▶ **TASK REQUIREMENTS**
Reproduce the data shown below exactly.

[Opening DATA SHOWN section]

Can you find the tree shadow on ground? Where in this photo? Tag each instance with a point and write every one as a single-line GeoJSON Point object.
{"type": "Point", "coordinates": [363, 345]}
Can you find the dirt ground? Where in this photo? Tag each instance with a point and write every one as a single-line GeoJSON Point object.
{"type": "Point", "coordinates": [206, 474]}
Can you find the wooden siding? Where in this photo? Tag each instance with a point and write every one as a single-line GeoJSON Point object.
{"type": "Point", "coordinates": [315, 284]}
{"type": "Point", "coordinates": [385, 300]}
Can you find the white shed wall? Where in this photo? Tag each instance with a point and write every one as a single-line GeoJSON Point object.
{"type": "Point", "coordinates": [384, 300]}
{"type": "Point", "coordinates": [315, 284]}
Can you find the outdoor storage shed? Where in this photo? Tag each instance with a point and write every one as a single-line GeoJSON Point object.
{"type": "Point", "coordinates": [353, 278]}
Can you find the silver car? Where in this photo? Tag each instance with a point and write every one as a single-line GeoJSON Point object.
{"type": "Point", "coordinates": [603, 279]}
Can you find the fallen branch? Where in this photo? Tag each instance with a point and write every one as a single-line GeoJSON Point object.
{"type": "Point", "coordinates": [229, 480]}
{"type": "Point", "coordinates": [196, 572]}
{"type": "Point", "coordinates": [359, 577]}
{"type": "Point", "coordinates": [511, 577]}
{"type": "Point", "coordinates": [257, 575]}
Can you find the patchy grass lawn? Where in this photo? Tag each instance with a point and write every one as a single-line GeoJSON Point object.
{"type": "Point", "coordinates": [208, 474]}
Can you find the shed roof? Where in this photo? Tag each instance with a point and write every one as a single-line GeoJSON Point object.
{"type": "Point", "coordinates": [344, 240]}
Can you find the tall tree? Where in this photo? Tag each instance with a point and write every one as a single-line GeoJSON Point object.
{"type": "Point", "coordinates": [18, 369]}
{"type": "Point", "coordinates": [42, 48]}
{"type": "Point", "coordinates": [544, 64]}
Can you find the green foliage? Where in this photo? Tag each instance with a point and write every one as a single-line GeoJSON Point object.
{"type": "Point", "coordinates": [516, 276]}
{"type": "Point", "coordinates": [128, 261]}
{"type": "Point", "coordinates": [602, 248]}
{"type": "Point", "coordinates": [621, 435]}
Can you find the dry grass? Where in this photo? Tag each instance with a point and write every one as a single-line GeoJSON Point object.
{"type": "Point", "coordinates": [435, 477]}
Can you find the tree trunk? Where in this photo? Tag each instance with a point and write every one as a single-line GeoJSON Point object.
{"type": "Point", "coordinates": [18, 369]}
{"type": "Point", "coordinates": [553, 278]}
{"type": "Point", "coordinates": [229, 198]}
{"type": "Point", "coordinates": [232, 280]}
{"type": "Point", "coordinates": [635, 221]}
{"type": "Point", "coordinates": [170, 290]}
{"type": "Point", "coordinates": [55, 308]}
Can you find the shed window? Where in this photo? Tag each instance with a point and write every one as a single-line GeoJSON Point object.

[Closing DATA SHOWN section]

▶ **RESULT BELOW**
Can you find the tree shadow on ground? Where in this photo? Tag each instance with a point and write every one as a single-line GeoJSON Point object.
{"type": "Point", "coordinates": [363, 345]}
Can you find the dirt ground? Where in this photo? Tag each instance with a point and write every one as a single-line GeoJSON Point object.
{"type": "Point", "coordinates": [206, 474]}
Can you find the wooden siding? Where in this photo? Tag each instance with a point and write every one as a single-line GeoJSON Point object.
{"type": "Point", "coordinates": [315, 284]}
{"type": "Point", "coordinates": [385, 300]}
Can you find the white shed wall? Where in this photo? Tag each instance with a point and write every one as a single-line GeoJSON Point object.
{"type": "Point", "coordinates": [384, 300]}
{"type": "Point", "coordinates": [315, 284]}
Can you find the outdoor storage shed? Where in this photo? Tag each instance with a point and write every one as a single-line GeoJSON Point object.
{"type": "Point", "coordinates": [353, 278]}
Can you find the silver car? Where in this photo? Tag each instance with a point and write every one as a single-line GeoJSON Point object.
{"type": "Point", "coordinates": [603, 279]}
Can you find the fallen branch? Where in this photo? Tag each instance with a point and write every one as a single-line GeoJSON Point object.
{"type": "Point", "coordinates": [229, 480]}
{"type": "Point", "coordinates": [196, 572]}
{"type": "Point", "coordinates": [359, 577]}
{"type": "Point", "coordinates": [511, 577]}
{"type": "Point", "coordinates": [257, 575]}
Can you find the patchy grass lawn? Where in this photo? Tag each instance with a point and write every one as a single-line GeoJSON Point object.
{"type": "Point", "coordinates": [208, 474]}
Can you find the shed roof? Where in this photo? Tag each instance with a point and write every one as a single-line GeoJSON Point object.
{"type": "Point", "coordinates": [344, 240]}
Can you find the tall tree? Where in this photo? Tag each instance with a point and write every one as a single-line GeoJSON Point object.
{"type": "Point", "coordinates": [18, 369]}
{"type": "Point", "coordinates": [42, 48]}
{"type": "Point", "coordinates": [544, 64]}
Can you find the green foliage? Where in this photo? Tag each instance with a point and write every one as a single-line GeoJSON Point object.
{"type": "Point", "coordinates": [516, 276]}
{"type": "Point", "coordinates": [128, 261]}
{"type": "Point", "coordinates": [602, 248]}
{"type": "Point", "coordinates": [621, 435]}
Can you find the dry grass? Where in this photo? Tag each instance with a point and write every one as a single-line GeoJSON Point object.
{"type": "Point", "coordinates": [435, 477]}
Can you find the tree trunk? Where in this photo? Tag each instance with a point and write every one as a single-line GeoJSON Point object.
{"type": "Point", "coordinates": [18, 369]}
{"type": "Point", "coordinates": [553, 278]}
{"type": "Point", "coordinates": [229, 198]}
{"type": "Point", "coordinates": [232, 280]}
{"type": "Point", "coordinates": [635, 221]}
{"type": "Point", "coordinates": [170, 290]}
{"type": "Point", "coordinates": [55, 308]}
Can you find the shed window? Where in this photo? Tag each instance with a point and write every one as a single-line GeoJSON Point object.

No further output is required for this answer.